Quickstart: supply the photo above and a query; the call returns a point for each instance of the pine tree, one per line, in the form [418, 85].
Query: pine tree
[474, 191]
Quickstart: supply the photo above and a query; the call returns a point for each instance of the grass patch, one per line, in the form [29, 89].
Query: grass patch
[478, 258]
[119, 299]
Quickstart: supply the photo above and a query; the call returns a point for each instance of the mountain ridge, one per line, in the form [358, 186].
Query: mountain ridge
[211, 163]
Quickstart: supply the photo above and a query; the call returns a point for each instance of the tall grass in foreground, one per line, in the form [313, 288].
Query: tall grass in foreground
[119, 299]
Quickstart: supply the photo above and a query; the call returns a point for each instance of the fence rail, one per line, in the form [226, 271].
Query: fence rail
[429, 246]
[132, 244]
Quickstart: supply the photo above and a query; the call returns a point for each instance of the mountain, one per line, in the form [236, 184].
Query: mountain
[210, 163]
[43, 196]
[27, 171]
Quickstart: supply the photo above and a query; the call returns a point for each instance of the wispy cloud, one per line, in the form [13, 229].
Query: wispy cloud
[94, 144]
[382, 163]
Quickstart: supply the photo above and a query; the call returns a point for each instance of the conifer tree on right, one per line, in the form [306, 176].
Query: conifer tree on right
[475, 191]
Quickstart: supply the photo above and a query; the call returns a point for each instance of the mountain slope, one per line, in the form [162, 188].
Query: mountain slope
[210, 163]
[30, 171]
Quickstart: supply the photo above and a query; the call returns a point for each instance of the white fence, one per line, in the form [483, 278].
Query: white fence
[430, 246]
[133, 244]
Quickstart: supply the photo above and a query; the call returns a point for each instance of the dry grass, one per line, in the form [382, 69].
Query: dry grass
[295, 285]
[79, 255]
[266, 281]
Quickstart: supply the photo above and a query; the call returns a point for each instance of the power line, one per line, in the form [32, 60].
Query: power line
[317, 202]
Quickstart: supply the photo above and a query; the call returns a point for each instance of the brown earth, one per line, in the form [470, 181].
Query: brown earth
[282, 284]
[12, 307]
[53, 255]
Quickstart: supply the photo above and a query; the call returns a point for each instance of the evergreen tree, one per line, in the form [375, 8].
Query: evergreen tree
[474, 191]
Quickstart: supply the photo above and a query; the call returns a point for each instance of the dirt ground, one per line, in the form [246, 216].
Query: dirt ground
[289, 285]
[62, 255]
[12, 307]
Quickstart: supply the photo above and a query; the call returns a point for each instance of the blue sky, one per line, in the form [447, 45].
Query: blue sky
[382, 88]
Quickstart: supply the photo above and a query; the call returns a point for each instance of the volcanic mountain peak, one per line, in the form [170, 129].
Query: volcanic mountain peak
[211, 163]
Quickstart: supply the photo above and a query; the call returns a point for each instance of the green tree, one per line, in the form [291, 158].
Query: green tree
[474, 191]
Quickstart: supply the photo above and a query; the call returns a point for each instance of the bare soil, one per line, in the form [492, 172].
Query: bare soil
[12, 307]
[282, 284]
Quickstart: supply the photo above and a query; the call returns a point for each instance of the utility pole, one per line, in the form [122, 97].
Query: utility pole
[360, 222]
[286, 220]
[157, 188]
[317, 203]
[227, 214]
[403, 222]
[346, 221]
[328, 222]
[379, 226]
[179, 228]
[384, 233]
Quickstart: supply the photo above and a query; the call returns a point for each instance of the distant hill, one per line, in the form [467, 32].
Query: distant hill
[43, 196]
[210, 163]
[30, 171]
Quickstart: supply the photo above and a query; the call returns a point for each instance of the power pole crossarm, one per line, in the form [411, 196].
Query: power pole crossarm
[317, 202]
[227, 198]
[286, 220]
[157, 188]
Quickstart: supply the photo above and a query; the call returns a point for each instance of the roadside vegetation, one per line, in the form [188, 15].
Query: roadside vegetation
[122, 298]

==

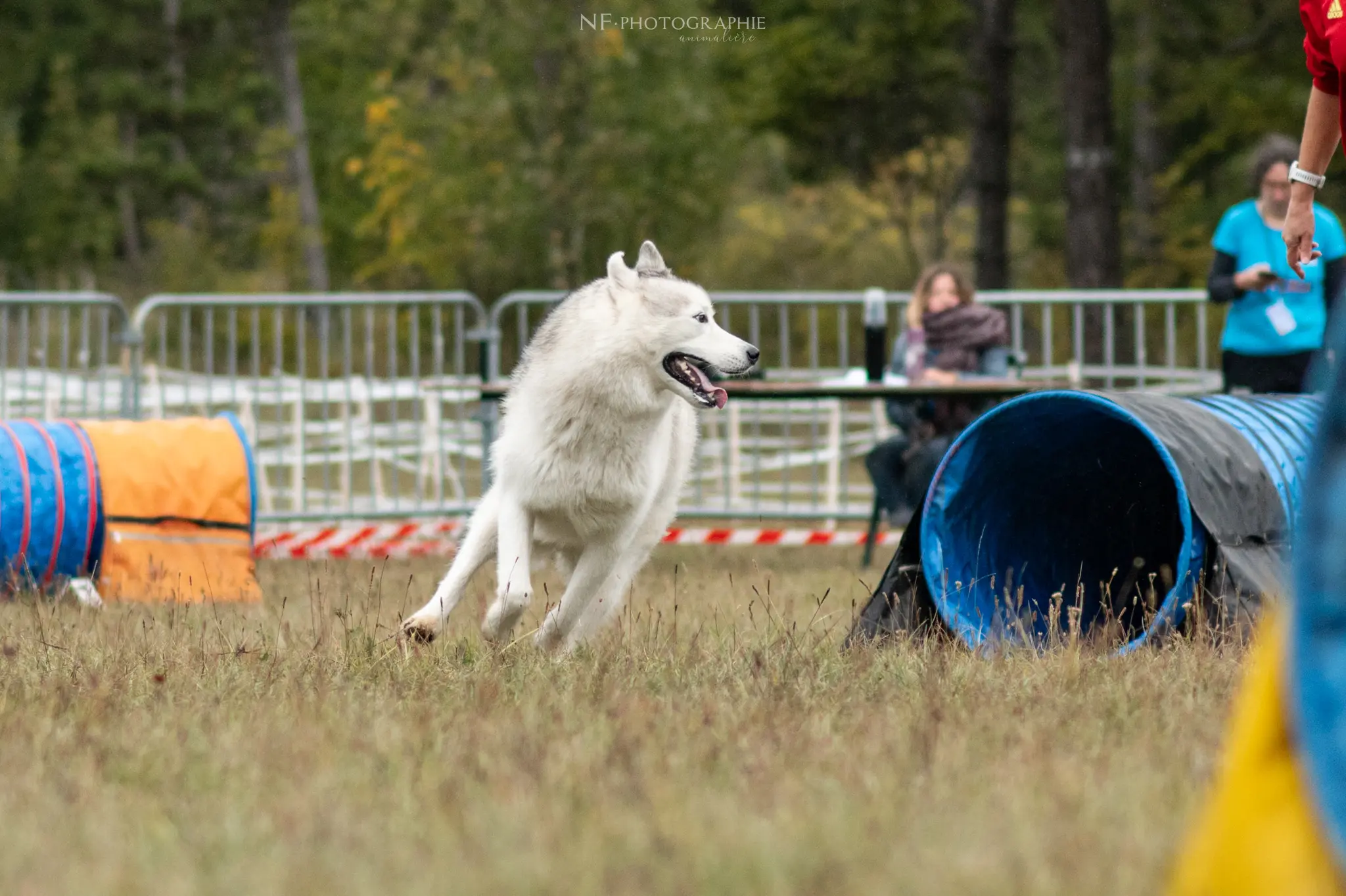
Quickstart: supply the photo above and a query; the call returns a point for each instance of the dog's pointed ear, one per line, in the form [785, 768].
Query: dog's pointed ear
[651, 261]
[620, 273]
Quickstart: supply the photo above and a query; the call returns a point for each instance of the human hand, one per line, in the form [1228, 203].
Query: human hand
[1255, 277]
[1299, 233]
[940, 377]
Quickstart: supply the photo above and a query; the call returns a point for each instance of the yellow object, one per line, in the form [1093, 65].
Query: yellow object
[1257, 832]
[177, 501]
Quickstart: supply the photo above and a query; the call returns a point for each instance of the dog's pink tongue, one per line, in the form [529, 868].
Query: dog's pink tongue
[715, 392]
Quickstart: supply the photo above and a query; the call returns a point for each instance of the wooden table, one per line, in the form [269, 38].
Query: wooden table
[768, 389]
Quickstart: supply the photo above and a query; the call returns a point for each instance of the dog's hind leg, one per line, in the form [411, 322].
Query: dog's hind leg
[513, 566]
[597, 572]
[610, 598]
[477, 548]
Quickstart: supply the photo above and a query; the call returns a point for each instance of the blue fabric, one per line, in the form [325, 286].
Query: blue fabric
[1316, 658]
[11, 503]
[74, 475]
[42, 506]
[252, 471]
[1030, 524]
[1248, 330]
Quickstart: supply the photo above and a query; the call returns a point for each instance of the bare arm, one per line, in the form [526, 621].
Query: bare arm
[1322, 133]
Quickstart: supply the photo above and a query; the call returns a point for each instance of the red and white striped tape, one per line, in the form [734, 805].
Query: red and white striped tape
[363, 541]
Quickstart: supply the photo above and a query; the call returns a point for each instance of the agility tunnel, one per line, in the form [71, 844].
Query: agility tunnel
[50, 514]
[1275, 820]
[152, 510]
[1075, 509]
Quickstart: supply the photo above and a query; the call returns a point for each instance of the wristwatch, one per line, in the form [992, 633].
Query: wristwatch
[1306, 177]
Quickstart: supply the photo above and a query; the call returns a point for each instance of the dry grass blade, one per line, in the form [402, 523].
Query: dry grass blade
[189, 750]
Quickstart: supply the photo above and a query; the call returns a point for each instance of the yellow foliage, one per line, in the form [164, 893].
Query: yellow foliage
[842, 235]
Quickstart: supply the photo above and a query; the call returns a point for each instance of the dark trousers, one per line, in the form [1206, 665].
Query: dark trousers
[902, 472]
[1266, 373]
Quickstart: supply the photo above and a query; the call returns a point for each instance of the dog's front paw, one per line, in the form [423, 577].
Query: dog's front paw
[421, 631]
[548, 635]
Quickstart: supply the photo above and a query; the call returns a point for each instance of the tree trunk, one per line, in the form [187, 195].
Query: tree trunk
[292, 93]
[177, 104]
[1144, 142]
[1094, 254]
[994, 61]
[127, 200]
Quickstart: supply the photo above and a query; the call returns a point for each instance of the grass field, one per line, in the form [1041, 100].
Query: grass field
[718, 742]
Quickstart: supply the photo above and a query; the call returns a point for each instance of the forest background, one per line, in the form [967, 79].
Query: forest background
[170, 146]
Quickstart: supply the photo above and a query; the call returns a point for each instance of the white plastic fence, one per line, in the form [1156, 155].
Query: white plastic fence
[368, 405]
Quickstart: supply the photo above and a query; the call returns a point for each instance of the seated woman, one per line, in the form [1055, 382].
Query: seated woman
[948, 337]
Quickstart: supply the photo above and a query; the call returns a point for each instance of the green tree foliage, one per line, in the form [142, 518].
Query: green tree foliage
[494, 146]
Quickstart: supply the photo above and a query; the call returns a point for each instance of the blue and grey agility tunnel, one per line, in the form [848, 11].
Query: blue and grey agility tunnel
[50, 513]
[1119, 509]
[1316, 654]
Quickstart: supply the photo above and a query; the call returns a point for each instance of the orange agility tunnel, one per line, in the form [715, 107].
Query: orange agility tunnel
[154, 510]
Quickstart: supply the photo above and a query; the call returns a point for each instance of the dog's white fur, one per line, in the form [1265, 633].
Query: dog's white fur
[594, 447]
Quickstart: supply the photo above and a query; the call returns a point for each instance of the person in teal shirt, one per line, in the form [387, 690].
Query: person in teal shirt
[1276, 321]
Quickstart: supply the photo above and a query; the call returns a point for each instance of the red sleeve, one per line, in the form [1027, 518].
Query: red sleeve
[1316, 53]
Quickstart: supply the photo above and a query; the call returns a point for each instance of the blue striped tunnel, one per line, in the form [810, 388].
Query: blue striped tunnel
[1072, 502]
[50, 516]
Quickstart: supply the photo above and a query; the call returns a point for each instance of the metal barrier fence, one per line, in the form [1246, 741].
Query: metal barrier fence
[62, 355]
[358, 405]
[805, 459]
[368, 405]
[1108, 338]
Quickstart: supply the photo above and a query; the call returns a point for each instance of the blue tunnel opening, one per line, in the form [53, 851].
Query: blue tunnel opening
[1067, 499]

> _PROMPT_
Looking back over the data above, restate word for word the lines that begin at the line with "form [418, 85]." and end at the line with "form [13, 229].", inclusive.

> _EXPECTED OUTPUT_
Quickstart: supply the photo above and a query; the call returns a point for each instance of the pine tree, one per line, in the form [418, 85].
Query: pine tree
[474, 191]
Quickstart: supply the photo above and a query; the call returns a point for each instance of the grass patch, one per line, in the form [29, 89].
Query: grass patch
[478, 258]
[119, 299]
Quickstart: supply the photo above and a query; the call returns a point for each instance of the mountain ridge, one per line, in the form [358, 186].
Query: mountain ridge
[211, 163]
Quickstart: supply the photo above and a query; the call returns a point for each instance of the tall grass in foreground, one per line, in the form [313, 288].
Query: tall grass in foreground
[119, 299]
Quickstart: supply the photo above and a query; the call returns a point for each instance of the fence rail, one per line, in the form [226, 271].
Query: fence rail
[429, 246]
[132, 244]
Quickstart: supply the photo above and a query; the call returns a point for each instance of the mountain, one per line, in the form [236, 184].
Query: mountain
[210, 163]
[43, 196]
[27, 171]
Quickstart: supply the photo above and a query; the call returns a point for each instance of the wispy cloud, one per line, in the form [13, 229].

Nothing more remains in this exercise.